Source extract:
A shout or ring shout is an ecstatic, transcendent religious ritual, first practiced by African slaves in the West Indies and the United States, in which worshipers move in a circle while shuffling and stomping their feet and clapping their hands. Despite the name, shouting aloud is not an essential part of the ritual.

The ring shout was Christianized and practiced in some Black churches into the 20th century, and it continues to the present among the Gullah people of the Sea Islands and in "singing and praying bands" associated with many African American United Methodist congregations in Tidewater Maryland and Delaware. 

A more modern form, known still as a "shout" (or "praise break"), is practiced in many Black churches and non-Black Pentecostal churches to the present day.

Description
"Shouting" often took place during or after a Christian prayer meeting or worship service. Men and women moved in a circle in a counterclockwise direction, shuffling their feet, clapping, and often spontaneously singing or praying aloud. In Jamaica and Trinidad the shout was usually performed around a special second altar near the center of a church building. In the Sea Islands of Georgia and South Carolina, shouters formed a circle outdoors, around the church building itself.

In some cases, enslaved people retreated into the woods at night to perform shouts, often for hours at a time, with participants leaving the circle as they became exhausted. In the twentieth century, some African American churchgoers in the United States performed shouts by forming a circle around the pulpit, in the space in front of the altar, or around the nave.

Ring shouts were sometimes held for the dead. This custom has been practiced by traditional bands of carnival revelers in New Orleans.

Origin

The origins of the ring shout are usually assumed to be derived from African dance, and scholars usually point out the presence of melodic elements such as call-and-response singing and heterophony, as well as rhythmic elements such as tresillo and "hamboned" rhythm, and aesthetic elements such as counter-clockwise dancing and ecstasy, which makes ring shouts similar to ceremonies among people like the Ibos, Yorubas, Ibibios, Efiks, Bahumono and Bakongo.

Some scholars have suggested that the ritual may have originated among enslaved Muslims from West Africa as an imitation of tawaf, the mass procession around the Kaaba that is an essential part of the Hajj. If so, the word "shout" may come from Arabic shawṭ, meaning "a single run", such as a single circumambulation of the Kaaba, or an open space of ground for running.

According to musicologist Robert Palmer, the first written accounts of the ring shout date from the 1840s. The stamping and clapping in a circle was described as a kind of "drumming," and 19th-century observers associated it with the conversion of slaves to Christianity.

Set of tasks:
(A) In the ring shout passage, do these statements agree with the text: (i) shouting aloud is an essential part of the ritual, (ii) men and women moved in a counterclockwise circle, and (iii) in the Sea Islands, shouters formed their circle around a second altar inside the church? Give yes or no for each and quote the words that decide it.
(B) Could you write the next part of the ring shout passage, picking up after its final sentence?
The rows that come next are separate material, unconnected to the ring shout passage.

Record excerpts:
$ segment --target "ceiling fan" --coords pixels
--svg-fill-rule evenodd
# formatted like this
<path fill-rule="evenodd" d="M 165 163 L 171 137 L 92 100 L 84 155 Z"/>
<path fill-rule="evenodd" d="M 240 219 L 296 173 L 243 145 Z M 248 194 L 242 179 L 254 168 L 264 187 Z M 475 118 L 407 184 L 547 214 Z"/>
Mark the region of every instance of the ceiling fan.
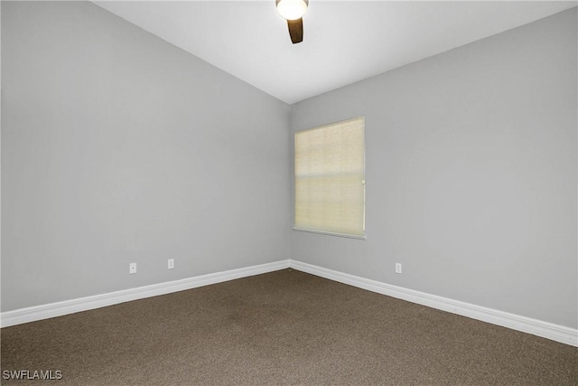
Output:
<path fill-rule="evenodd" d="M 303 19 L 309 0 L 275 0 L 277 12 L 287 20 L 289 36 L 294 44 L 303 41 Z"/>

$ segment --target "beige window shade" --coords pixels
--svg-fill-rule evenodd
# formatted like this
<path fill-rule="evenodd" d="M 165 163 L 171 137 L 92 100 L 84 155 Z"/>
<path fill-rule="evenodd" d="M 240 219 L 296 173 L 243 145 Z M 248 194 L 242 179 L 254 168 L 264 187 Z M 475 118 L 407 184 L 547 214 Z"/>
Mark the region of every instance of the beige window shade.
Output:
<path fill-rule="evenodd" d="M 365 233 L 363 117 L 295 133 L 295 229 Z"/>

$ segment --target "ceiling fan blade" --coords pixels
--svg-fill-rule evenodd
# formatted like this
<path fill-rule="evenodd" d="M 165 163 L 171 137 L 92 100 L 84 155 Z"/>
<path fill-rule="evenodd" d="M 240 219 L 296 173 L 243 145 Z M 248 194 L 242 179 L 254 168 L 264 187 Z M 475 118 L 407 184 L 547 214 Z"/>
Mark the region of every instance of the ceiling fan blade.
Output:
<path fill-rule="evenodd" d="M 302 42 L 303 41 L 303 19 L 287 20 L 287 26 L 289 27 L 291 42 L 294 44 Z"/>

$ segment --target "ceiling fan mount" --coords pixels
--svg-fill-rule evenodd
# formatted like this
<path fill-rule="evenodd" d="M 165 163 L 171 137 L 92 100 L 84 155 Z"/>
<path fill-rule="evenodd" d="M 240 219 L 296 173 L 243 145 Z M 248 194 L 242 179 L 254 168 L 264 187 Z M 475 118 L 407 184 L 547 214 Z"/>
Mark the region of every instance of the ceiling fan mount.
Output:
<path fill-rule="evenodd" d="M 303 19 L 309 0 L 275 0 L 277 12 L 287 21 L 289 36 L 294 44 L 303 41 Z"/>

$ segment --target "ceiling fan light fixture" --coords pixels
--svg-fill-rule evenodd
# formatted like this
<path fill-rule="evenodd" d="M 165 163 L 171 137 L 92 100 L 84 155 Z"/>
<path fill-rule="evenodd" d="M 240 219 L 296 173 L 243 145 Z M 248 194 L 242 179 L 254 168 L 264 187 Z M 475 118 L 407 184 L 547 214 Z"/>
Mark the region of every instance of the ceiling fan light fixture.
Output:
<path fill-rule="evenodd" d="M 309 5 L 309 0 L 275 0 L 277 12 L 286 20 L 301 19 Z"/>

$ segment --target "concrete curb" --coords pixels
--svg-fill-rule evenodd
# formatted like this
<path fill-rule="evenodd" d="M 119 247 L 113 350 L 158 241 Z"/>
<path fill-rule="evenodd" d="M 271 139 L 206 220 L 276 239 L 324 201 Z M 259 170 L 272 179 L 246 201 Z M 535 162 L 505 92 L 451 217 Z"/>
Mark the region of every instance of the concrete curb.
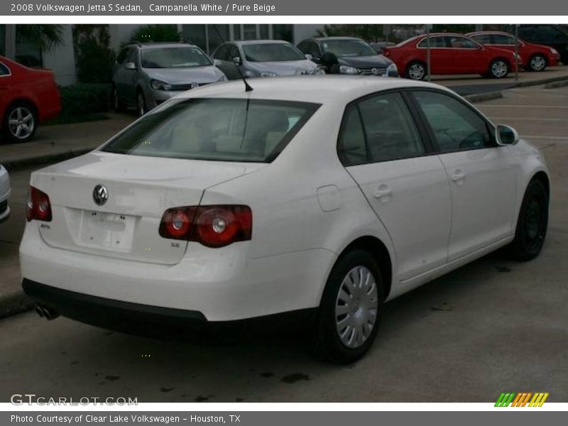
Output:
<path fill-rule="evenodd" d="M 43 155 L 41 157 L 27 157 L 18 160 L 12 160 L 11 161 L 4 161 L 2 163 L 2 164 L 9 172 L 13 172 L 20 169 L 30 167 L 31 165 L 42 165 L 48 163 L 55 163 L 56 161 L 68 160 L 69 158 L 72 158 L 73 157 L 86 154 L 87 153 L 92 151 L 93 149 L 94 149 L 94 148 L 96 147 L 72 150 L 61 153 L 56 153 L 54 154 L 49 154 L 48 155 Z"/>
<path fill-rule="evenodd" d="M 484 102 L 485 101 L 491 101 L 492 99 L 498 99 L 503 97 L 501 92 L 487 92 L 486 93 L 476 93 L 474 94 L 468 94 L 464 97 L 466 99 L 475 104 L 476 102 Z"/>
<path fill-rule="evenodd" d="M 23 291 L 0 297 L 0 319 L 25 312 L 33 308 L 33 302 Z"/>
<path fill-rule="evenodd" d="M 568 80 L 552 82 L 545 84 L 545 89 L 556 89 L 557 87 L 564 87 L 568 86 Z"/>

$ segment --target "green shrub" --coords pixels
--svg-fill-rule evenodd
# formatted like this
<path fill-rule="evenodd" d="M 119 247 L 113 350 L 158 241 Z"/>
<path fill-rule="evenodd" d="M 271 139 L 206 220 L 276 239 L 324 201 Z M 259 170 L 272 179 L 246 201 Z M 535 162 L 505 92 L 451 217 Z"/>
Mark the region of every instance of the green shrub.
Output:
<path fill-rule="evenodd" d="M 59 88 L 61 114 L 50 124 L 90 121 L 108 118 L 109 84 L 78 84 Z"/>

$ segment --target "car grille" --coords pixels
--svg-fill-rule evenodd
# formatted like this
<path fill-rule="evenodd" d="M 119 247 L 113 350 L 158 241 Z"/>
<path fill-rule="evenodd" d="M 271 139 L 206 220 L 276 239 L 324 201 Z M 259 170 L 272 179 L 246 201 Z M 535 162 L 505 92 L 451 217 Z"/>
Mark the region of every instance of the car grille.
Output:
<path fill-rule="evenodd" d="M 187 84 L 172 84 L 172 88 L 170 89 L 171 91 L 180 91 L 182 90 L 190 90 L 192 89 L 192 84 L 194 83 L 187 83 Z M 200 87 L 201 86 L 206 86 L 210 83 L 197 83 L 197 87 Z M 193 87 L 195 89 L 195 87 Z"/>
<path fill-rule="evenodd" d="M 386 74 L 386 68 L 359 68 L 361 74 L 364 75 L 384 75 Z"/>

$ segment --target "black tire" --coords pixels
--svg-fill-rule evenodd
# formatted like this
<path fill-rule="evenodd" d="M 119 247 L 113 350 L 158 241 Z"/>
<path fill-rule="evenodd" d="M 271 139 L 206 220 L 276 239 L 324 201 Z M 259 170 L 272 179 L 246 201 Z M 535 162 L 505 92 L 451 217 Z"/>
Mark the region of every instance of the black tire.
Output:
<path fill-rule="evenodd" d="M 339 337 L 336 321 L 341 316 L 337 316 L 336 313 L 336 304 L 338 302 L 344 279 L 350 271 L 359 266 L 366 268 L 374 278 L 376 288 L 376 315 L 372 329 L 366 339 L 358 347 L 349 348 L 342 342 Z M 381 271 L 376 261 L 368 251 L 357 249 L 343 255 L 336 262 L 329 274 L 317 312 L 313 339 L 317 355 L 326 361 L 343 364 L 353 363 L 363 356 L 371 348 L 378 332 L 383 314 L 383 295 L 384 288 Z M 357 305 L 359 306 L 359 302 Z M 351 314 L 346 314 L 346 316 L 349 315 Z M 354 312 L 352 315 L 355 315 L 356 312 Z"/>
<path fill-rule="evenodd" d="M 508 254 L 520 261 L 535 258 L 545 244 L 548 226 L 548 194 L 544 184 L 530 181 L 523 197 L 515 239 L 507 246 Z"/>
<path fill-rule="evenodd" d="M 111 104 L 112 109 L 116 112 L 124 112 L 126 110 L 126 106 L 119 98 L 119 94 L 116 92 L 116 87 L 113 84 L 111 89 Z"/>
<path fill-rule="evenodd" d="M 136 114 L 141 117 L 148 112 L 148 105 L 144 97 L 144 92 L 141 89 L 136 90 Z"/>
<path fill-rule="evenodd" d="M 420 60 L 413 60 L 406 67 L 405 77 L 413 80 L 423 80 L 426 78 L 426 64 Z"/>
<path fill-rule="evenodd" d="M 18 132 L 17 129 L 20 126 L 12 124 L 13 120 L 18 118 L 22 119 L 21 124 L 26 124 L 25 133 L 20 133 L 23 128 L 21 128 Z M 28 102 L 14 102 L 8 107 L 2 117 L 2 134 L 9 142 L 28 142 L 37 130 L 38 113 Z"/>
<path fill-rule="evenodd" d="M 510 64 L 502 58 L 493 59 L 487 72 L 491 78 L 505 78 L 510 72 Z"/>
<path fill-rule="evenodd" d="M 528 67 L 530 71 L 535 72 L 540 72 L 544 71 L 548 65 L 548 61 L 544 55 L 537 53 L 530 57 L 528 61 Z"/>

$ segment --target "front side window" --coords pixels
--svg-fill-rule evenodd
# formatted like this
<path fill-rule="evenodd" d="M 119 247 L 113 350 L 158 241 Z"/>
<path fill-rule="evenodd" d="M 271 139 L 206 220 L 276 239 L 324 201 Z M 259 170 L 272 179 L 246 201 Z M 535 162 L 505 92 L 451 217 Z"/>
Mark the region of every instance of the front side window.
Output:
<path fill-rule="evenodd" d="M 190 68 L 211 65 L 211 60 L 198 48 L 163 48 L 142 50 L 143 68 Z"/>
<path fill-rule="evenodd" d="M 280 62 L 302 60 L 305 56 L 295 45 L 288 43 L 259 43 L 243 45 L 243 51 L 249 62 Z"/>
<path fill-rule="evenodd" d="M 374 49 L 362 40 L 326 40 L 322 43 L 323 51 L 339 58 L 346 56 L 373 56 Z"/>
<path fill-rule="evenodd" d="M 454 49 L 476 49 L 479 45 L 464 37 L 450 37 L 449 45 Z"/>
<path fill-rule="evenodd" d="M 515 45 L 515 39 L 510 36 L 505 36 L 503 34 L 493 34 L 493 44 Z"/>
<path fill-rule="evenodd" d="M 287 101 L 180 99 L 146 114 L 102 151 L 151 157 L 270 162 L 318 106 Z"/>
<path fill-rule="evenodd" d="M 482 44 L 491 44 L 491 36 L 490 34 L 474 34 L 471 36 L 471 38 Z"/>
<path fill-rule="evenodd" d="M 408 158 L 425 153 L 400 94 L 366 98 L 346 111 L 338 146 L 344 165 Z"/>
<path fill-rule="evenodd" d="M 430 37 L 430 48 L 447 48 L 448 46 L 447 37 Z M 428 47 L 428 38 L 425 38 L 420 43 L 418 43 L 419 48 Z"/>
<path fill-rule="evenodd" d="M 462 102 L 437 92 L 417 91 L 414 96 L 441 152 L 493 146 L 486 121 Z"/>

Answers below:
(A)
(i) No: "shouting aloud is not an essential part of the ritual."
(ii) Yes: "Men and women moved in a circle in a counterclockwise direction"
(iii) No: "shouters formed a circle outdoors, around the church building itself."

(B)
Influence
Sterling Stuckey in his book, Slave Culture: Nationalist Theory & the Foundations of Black America (1987, ) argues that ring shout was a unifying element of Africans in American colonies, from which field hollers, work songs, and spirituals evolved, followed by blues and jazz. In his article, "Ring Shout! Literary Studies, Historical Studies, and Black Music Inquiry", Samuel A. Floyd Jr. argues that many of the stylistic elements observed during the ring shout later laid the foundations of various black music styles developed during the nineteenth and twentieth centuries. According to Floyd, "...all of the defining elements of black music are present in the ring...".

These basic elements of ring shouts included calls, cries, and hollers; blue notes; call-and-response; and various rhythmic aspects. Examples of black music that would evolve from the ring include, but are not limited to, Afro-American burial music of New Orleans, the Blues, the Afro-American Symphony, as well as the music that has accompanied various dance forms also present in Afro-American culture.

The ring shout has developed into the modern "shout" (or "praise break") tradition now seen across the globe. Though augmented and interracialized by the Pentecostal tradition in the early 1900s and spreading to various denominations and churches thereafter, it is still primarily practiced among Christians of West African descent.

The ring shout continues today in Georgia with the McIntosh County Shouters.

Footnotes

References
Diouf, Sylviane. Servants of Allah: African Muslims Enslaved in the Americas. New York: New York University Press, 1998. 
Floyd Jr., Samuel A. "Ring Shout! Literary Studies, Historical Studies, and Black Music Inquiry." Black Music Research Journal, Vol. 22 (2002): 49-70. 
Parrish Lydia. Slave Songs of the Georgia Islands. 1942. Reprint, Athens, Ga.: University of Georgia Press, 1992. 
Turner, Lorenzo Dow. Africanisms in the Gullah Dialect. 1949. Reprint, New York: Arno Press, 1969.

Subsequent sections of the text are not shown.